(SOURCE EXTRACT)

Joe Carrigan: And R says that it was odd, but it got my attention. I answered and was greeted by an automated voice system saying it was, quote, "Sydney from AT&T DIRECTV" and that they were offering 50% off to existing customers. Putting aside the fact that I am not a customer of DIRECTV and the fact that real DIRECTV would do this, doesn't seem very realistic. But, yeah, why would any cable company or streaming provider call up existing customers and offer them 50% off? That's just silly. 

Dave Bittner: No. No. The only thing they do is usually - it's always bad news, and it shows up as a surprise on your bill. 

Joe Carrigan: Right. Right. Yeah, your bill just goes up. It never goes down. 

Dave Bittner: Congratulations, we're charging you more for your bundle. 

Joe Carrigan: Yes (laughter). So R is right about that. It's very suspicious. R says, I was interested. The automated system then proceeded to ask for my account PIN. I made up a random sequence of four numbers. And no surprise, but they accepted them. Throw in 60 to 90 seconds of hold time. The system came back and asked what I was paying. This is the automated system doing this. About 60 bucks, I said. The system replied, I see you're paying 60 bucks a month. 


Joe Carrigan: We can reduce that to 30 bucks for two years, and it's contract free. So after saying that I was interested, another short hold - both times complete with realistic hold music and regular interruptions announcing my estimated wait times. This time, I got a person who told me that all I have to do is prepay for 10 months of service to get this deal - so $300 in my case. 

Joe Carrigan: At this point, R says, I figured out what I wanted to know, which was what the scam was. So R was curious about this and wanted to figure this out, then says, oh, so that's the scam. And the person quickly terminates the call. 

Dave Bittner: (Laughter) Right. Right. 

Joe Carrigan: So interesting work here, R. That's really cool. I'm kind of feeling left out, Dave. I don't get a lot of these calls. And obviously, they're just looking to get the 300 bucks out of you or 10 times whatever you say. They're just going to try to charge your credit card, and you're supposed to be happy about it. 

Dave Bittner: Right. 

Joe Carrigan: And then your bill from DIRECTV comes and it hasn't gone down, and you still owe DIRECTV whatever you owe them, right? 

Dave Bittner: Yeah. Yeah. 

Joe Carrigan: It's just these guys have made off with your 300 bucks. 

Dave Bittner: It's interesting to me that the whole front end of the call is automated.

(DATASET ENTRIES)
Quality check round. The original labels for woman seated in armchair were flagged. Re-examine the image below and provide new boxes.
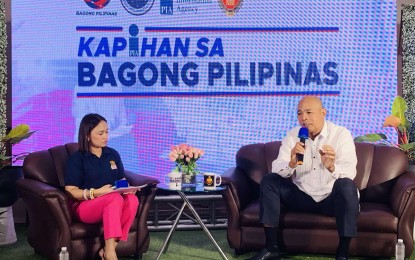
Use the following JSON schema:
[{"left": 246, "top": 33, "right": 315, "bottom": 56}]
[{"left": 65, "top": 114, "right": 139, "bottom": 260}]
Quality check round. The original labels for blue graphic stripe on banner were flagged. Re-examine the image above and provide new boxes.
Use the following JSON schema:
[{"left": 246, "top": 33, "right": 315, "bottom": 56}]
[
  {"left": 76, "top": 90, "right": 340, "bottom": 98},
  {"left": 144, "top": 26, "right": 339, "bottom": 32},
  {"left": 76, "top": 26, "right": 123, "bottom": 32}
]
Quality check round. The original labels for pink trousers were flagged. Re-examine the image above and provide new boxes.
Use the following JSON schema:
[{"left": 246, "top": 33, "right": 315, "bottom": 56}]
[{"left": 72, "top": 193, "right": 139, "bottom": 241}]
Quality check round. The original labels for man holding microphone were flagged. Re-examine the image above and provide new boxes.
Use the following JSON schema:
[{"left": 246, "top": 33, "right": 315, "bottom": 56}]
[{"left": 251, "top": 96, "right": 359, "bottom": 260}]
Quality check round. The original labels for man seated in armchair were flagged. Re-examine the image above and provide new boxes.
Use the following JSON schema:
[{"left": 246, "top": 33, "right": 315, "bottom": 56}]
[{"left": 251, "top": 96, "right": 359, "bottom": 260}]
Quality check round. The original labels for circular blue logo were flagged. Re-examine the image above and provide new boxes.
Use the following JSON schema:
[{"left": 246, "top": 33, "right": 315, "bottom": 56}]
[
  {"left": 84, "top": 0, "right": 111, "bottom": 9},
  {"left": 121, "top": 0, "right": 154, "bottom": 15}
]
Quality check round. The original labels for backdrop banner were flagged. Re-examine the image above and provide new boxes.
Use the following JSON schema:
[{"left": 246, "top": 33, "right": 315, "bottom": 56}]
[{"left": 11, "top": 0, "right": 397, "bottom": 179}]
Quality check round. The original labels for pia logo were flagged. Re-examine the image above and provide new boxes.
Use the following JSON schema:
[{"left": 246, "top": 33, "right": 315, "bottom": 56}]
[
  {"left": 84, "top": 0, "right": 111, "bottom": 9},
  {"left": 121, "top": 0, "right": 154, "bottom": 15}
]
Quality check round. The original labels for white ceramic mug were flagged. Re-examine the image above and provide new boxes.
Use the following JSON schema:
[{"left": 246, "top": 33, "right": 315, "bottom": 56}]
[
  {"left": 203, "top": 172, "right": 222, "bottom": 190},
  {"left": 166, "top": 171, "right": 182, "bottom": 190}
]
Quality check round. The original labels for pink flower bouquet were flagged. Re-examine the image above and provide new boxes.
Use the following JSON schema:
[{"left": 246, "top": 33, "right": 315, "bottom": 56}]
[{"left": 169, "top": 144, "right": 205, "bottom": 174}]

(DIRECTIONS)
1) In the scam-call transcript, what did the person who eventually came on the line tell R to prepay to get the deal?
2) Reproduce the scam-call transcript from "Dave Bittner: No." to "bucks a month.".

(CORRECT ANSWERS)
1) Ten months of service, which came to $300 in R's case.

2)
Dave Bittner: No. No. The only thing they do is usually - it's always bad news, and it shows up as a surprise on your bill. 

Joe Carrigan: Right. Right. Yeah, your bill just goes up. It never goes down. 

Dave Bittner: Congratulations, we're charging you more for your bundle. 

Joe Carrigan: Yes (laughter). So R is right about that. It's very suspicious. R says, I was interested. The automated system then proceeded to ask for my account PIN. I made up a random sequence of four numbers. And no surprise, but they accepted them. Throw in 60 to 90 seconds of hold time. The system came back and asked what I was paying. This is the automated system doing this. About 60 bucks, I said. The system replied, I see you're paying 60 bucks a month.